REQUIRED TASK. Could you swap "blonde" for "red" everywhere in the material below, keeping every other word unchanged, and give it back without the pictures?

Picture annotation records.

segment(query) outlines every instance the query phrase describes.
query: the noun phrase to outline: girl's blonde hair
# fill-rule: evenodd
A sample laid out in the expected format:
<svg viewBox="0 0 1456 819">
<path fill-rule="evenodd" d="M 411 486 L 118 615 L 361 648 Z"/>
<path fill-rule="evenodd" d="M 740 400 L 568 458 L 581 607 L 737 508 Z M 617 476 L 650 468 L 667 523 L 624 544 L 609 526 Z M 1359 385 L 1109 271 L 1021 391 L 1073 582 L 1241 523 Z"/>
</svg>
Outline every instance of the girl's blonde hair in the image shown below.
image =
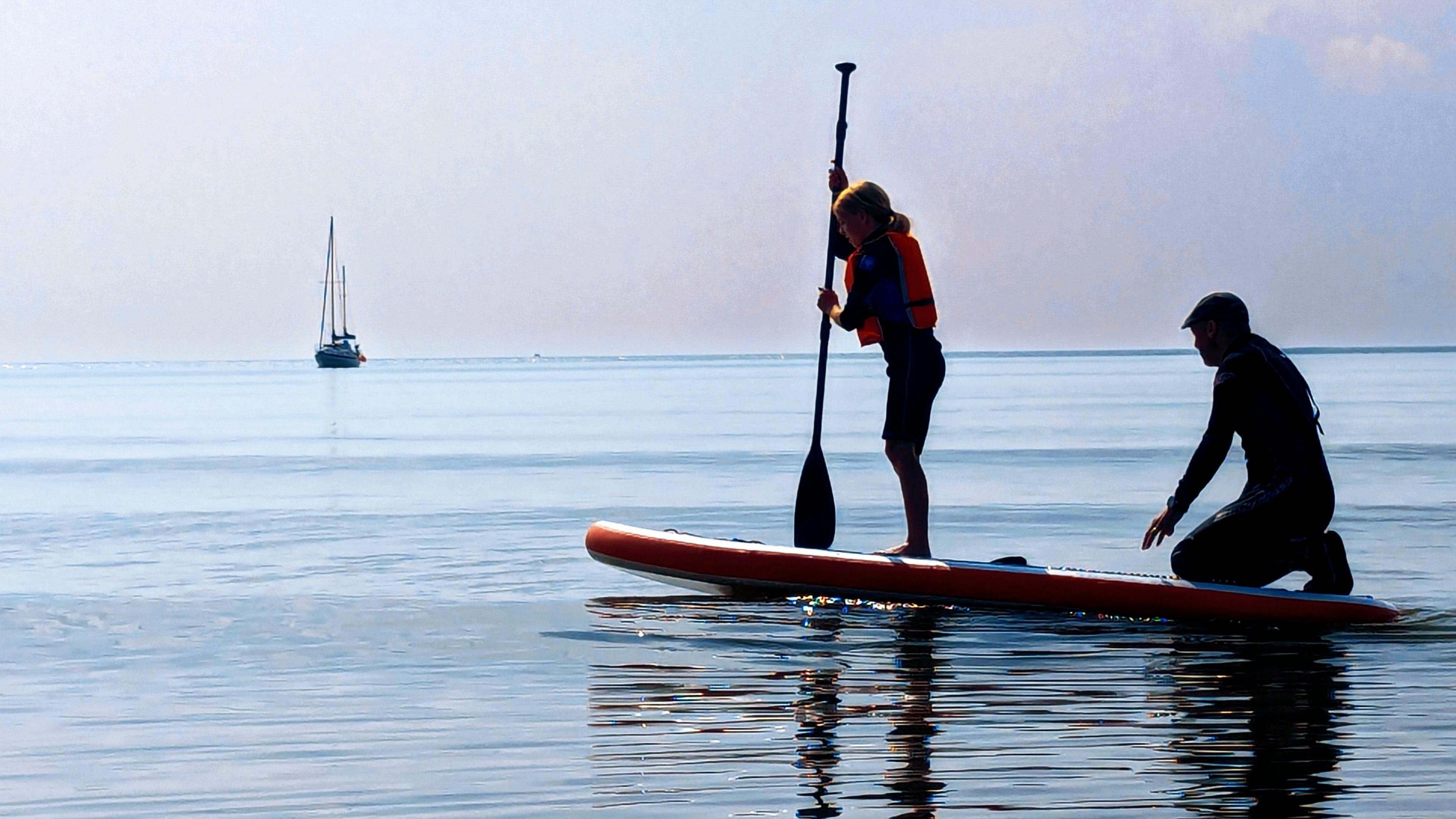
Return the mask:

FULL SOLUTION.
segment(query) outlines every instance the query phrase describes.
query: the noun phrase to outline: girl's red hair
# fill-rule: evenodd
A sample laid out in the expected format:
<svg viewBox="0 0 1456 819">
<path fill-rule="evenodd" d="M 411 486 L 118 615 L 361 648 Z"/>
<path fill-rule="evenodd" d="M 740 400 L 568 458 L 581 607 L 737 508 Z M 617 476 L 650 468 L 667 523 L 624 544 L 609 526 Z M 1359 385 L 1109 271 L 1021 391 L 1073 582 L 1241 523 Z"/>
</svg>
Outline every instance of the girl's red hair in the image shown below.
image =
Return the mask:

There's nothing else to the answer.